▶ EXERCISE DIRECTIONS
Reproduce the records below word for word, leaving out the pictures.

▶ Entries from an annotation dataset
=======

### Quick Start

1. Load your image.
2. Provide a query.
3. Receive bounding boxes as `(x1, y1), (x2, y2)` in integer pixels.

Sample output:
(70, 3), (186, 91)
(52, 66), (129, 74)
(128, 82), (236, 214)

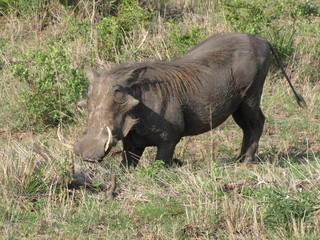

=======

▶ FINISHED ANSWER
### Quick Start

1. Load your image.
2. Provide a query.
3. Receive bounding boxes as `(x1, y1), (x2, y2)` in integer pixels.

Sample output:
(70, 3), (186, 91)
(52, 66), (129, 74)
(128, 82), (236, 214)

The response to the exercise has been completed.